* [Excerpted passage]:
____

PR023 »
Posture Recognition Based on Deep Learning
📁Machine Learning
👤Xudong Chen
 (Shanghai University)
📅Nov 06, 2017


👀 1126   💬 10

PR023 » Posture Recognition Based on Deep Learning


To help machines learn what we human beings are doing via a camera is important. Once it comes true, machines can make different responses to all kinds of human's postures. But the process is very difficult as well, because usually it is very slow and power-consuming, and requires a very large memory space. Here we focus on real-time posture recognition, and try to make the machine "know" what posture we make. The posture recognition system is consisted of DE10-Nano SoC FPGA Kit, a camera, and an HDMI monitor. SoC FPGA captures video streams from the camera, recognizes human postures with a CNN model, and finally shows the original video and classification result (standing, walking, waving, etc.) via HDMI interface.

Project Proposal

1. High-level Project Description


    It is very important to teach the machines to recognize human postures, using computer vision technologies, because it is much more convenient compared with those using extra devices (gravity accelerators, gyroscope and so on). So, which algorithm or model can we choose to realize posture recognition?

    Convolution Neural Networks (CNNs) are used in many fields related to images and videos, such as image recognition, object classification and target tracking. However, the computations of CNNs can be so complicated that CNNs on ordinary CPUs are very slow, power-consuming and requires too much memory space. And it becomes difficult to realize CNNs on embedded devices.

    Usually CNNs are realized on GPUs, TPUs, FPGAs and so on. And with the development of High-Level-Synthesis (HLS) and OpenCL, FPGAs are more and more used to accelerate the computing of CNNs.

Proposal of the Design

    Here we propose a posture recognition system based on DE10-Nano SoC FPGA Kit, with both FPGA part and HPS part on it. The FPGA part captures video streams from the camera, and stores it into DDR3 through AXI-Bridge or FPGA-to-SDRAM interface. Using OpenCL and HPS part, we can accelerate the process of building skeleton and recognizing posture based on CNNs. And the result, again, is stored into DDR3 SDRAM. Finally, we can see the original video and classification result (standing, walking, waving, etc.), and how the system performs via HDMI video.

____

* [Short task 1]:
Answer the following questions from the posture recognition proposal.
(a) What three components make up the posture recognition system?
(b) Through which interfaces does the FPGA part store the video streams into DDR3?
(c) With the development of which two technologies are FPGAs increasingly used to accelerate CNN computing?

* [Data to use]:
____

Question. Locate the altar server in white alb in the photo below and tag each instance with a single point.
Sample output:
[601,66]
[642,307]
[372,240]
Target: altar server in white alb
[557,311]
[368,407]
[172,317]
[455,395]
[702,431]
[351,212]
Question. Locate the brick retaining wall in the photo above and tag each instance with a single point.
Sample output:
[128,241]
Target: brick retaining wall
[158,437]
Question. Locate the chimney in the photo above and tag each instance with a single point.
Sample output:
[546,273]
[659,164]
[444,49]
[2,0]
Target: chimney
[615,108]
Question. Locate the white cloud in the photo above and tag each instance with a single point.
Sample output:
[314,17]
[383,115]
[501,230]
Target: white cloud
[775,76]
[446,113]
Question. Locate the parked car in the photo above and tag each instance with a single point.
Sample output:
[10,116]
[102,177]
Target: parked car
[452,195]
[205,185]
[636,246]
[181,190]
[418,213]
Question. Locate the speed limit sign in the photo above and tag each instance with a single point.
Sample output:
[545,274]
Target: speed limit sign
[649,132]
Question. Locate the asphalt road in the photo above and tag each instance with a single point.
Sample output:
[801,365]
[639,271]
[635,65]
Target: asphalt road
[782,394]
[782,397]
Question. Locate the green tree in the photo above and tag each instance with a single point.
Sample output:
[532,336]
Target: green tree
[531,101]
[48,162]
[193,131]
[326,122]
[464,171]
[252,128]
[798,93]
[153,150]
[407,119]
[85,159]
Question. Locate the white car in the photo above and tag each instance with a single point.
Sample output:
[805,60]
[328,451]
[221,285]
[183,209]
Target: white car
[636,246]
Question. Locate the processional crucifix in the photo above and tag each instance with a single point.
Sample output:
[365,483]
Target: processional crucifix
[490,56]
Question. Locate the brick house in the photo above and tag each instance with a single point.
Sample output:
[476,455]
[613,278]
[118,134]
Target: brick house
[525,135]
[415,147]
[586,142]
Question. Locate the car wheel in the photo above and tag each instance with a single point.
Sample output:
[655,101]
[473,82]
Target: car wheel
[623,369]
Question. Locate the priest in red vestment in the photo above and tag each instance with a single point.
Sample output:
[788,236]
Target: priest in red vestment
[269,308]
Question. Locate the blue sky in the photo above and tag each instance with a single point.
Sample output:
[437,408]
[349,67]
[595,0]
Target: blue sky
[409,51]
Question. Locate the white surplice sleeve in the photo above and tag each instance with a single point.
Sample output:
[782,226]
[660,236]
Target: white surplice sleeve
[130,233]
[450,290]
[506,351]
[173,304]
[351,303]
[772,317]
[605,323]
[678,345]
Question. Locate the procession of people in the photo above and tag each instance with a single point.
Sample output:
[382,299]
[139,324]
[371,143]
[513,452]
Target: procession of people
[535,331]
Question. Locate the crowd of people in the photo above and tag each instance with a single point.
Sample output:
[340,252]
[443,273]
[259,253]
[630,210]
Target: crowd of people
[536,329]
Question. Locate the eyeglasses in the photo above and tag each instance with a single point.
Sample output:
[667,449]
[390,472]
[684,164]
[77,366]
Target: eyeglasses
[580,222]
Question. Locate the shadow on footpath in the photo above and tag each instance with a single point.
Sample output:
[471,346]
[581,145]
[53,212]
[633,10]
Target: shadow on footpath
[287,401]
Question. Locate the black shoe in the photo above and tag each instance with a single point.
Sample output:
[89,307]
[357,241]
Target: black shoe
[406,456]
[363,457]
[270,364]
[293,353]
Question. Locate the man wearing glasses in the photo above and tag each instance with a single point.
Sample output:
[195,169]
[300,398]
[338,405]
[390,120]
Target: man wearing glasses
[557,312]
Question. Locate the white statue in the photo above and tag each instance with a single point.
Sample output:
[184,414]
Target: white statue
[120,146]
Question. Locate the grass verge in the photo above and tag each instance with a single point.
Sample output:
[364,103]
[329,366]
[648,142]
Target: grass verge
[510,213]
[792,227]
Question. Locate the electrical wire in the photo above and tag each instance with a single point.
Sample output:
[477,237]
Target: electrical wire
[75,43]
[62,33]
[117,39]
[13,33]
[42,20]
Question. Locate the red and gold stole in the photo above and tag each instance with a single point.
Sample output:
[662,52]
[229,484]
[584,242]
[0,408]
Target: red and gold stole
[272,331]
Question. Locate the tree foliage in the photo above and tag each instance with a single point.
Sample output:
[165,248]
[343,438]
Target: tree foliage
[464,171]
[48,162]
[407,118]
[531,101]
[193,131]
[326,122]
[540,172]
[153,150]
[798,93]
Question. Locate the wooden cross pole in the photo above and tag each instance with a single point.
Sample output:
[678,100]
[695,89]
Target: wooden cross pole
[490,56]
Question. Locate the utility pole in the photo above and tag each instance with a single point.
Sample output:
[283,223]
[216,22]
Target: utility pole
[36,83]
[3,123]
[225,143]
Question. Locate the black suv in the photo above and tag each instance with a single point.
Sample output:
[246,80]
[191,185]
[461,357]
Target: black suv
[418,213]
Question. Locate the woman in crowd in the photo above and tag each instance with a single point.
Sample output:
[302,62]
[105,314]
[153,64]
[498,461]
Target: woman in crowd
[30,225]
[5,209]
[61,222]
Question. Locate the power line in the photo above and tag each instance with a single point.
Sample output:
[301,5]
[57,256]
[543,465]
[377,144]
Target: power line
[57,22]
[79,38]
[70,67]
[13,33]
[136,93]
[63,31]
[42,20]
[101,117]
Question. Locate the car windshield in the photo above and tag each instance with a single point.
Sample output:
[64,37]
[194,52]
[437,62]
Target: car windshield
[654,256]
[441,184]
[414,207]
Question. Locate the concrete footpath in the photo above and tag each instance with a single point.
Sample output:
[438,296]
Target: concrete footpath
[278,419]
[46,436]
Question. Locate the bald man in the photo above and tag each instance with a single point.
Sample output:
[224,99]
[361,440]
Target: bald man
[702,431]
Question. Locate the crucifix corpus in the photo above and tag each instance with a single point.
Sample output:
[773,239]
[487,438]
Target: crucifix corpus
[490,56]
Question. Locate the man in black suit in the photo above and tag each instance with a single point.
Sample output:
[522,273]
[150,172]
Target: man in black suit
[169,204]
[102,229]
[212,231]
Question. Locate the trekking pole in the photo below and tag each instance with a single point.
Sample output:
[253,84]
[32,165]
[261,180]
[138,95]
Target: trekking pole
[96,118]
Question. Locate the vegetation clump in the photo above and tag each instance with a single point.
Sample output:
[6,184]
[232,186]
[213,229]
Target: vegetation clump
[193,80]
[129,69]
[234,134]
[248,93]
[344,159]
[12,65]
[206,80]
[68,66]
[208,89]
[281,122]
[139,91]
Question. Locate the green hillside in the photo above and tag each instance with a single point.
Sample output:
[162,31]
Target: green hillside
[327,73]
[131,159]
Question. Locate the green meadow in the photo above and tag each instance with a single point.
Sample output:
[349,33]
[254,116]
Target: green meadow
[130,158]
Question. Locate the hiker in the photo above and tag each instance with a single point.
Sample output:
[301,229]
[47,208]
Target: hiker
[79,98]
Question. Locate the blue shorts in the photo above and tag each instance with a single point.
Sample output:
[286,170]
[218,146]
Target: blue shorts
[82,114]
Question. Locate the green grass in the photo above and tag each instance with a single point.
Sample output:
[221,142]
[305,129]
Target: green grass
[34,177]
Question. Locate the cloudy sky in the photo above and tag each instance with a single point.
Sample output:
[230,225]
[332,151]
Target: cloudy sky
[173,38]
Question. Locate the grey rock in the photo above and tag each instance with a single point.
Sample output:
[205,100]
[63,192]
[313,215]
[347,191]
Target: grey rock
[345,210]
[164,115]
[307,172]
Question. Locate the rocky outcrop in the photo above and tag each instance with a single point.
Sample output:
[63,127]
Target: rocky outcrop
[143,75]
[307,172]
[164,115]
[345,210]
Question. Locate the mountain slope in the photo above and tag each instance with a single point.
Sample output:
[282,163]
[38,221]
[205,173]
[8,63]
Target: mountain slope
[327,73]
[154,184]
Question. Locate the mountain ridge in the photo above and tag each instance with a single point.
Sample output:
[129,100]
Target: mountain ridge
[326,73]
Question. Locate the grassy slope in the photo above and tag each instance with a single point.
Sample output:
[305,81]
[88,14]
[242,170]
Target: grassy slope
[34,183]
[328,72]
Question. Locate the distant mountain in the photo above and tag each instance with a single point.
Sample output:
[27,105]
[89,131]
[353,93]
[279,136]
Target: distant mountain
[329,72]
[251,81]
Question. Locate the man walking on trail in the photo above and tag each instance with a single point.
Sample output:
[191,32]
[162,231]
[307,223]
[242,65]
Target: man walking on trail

____

* [Short task 2]:
Collect every line of the records that contains the string "gold".

* [Final result 1]:
(a) A DE10-Nano SoC FPGA Kit, a camera, and an HDMI monitor.
(b) Through AXI-Bridge or the FPGA-to-SDRAM interface.
(c) High-Level-Synthesis (HLS) and OpenCL.

* [Final result 2]:
Question. Locate the red and gold stole in the photo above and tag each instance with a single point.
Target: red and gold stole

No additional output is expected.